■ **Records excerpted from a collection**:
+ + + + + + +
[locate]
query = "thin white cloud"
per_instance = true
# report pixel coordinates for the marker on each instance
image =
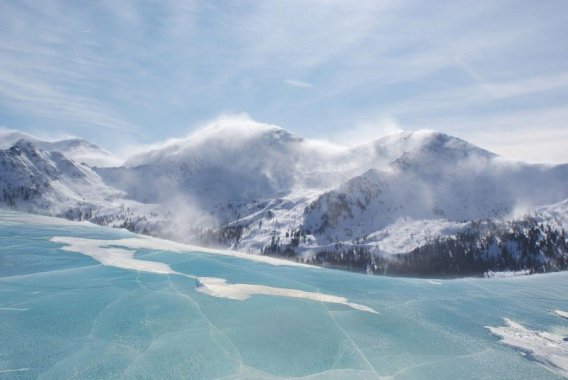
(298, 83)
(367, 131)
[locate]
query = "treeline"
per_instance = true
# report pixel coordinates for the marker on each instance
(484, 246)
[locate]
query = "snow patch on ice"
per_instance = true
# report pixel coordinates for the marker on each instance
(561, 313)
(218, 287)
(107, 253)
(102, 251)
(548, 349)
(147, 242)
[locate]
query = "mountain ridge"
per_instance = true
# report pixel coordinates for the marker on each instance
(273, 192)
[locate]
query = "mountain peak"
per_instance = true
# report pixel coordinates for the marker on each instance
(425, 145)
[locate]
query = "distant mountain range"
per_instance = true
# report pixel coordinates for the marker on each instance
(421, 203)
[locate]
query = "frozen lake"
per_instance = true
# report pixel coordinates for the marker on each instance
(85, 302)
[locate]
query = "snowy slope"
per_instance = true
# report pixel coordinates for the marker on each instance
(78, 150)
(48, 180)
(231, 162)
(259, 188)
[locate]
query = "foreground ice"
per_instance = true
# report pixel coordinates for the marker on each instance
(159, 310)
(104, 251)
(548, 349)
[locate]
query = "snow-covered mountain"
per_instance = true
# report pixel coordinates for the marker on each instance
(79, 150)
(261, 189)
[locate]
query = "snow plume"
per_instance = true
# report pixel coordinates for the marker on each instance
(185, 218)
(369, 130)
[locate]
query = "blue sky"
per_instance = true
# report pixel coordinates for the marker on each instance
(123, 73)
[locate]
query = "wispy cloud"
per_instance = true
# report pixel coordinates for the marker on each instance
(147, 71)
(298, 83)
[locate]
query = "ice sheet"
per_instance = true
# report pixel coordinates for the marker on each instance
(105, 252)
(548, 349)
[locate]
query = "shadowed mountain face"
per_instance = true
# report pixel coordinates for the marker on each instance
(262, 189)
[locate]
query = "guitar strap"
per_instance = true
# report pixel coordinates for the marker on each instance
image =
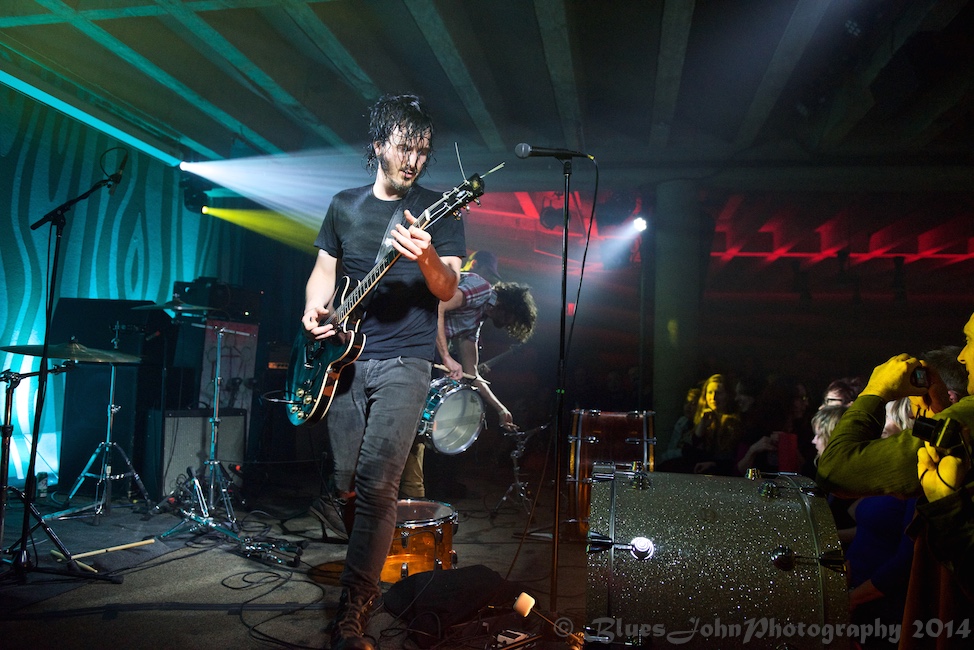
+ + + + + + +
■ **WORK ITEM**: Reproduce each entry precisely; the pictures stay out.

■ **SOLUTION TO THIS EXERCISE**:
[locate]
query = "thin white cloud"
per_instance = true
# report pixel coordinates for the marker on each instance
image =
(298, 83)
(367, 131)
[locate]
query = "treeline"
per_instance = true
# report pixel coordinates for the marker on each instance
(484, 246)
[locate]
query = "snow patch on ice"
per_instance = true
# report pixel coordinates for the marker on each instance
(561, 313)
(218, 287)
(107, 253)
(102, 251)
(548, 349)
(147, 242)
[locate]
query = "mountain ridge"
per_instance = true
# report pixel coordinates for the marker on each instance
(273, 192)
[locate]
query = "mountain peak"
per_instance = true
# report pixel coordinates for the marker on each instance
(425, 145)
[locate]
query = "distant mountain range"
per_instance = true
# report pixel coordinates for the marker on each instance
(421, 203)
[locate]
query = "frozen lake"
per_instance = true
# report pixel coordinates for the marker on each instance
(85, 302)
[locate]
query = "snowy slope"
per_instance = true
# report pixel coordinates for the marker on each instance
(78, 150)
(48, 180)
(231, 162)
(259, 188)
[locate]
query = "foreground ice"
per_instance = true
# report pixel coordinates for the marker on each instance
(159, 310)
(104, 251)
(548, 349)
[locate]
query = "snow-covered mountain"
per_instance = true
# report pixel coordinates for the marker on each instance
(79, 150)
(261, 189)
[locate]
query = "snow plume"
per_instance = true
# report pixel coordinates for the marker on each instance
(185, 218)
(369, 130)
[locate]
query = "blue sky"
per_instance = true
# report pixel coordinates for the marker on each instance
(123, 73)
[locate]
query = "wispy cloud"
per_instance = true
# report pixel coordinates for the marker on each instance
(147, 71)
(298, 83)
[locate]
query = "ice sheet"
per_instance = true
# report pixel coordinates for the marker on each instance
(105, 252)
(548, 349)
[locate]
query = "shadowed mountain face"
per_instance = true
# report pixel coordinates for the marker on each instance
(262, 189)
[locate]
query = "guitar strap"
per_instance = true
# report pixel coordinates for the marker on each instance
image =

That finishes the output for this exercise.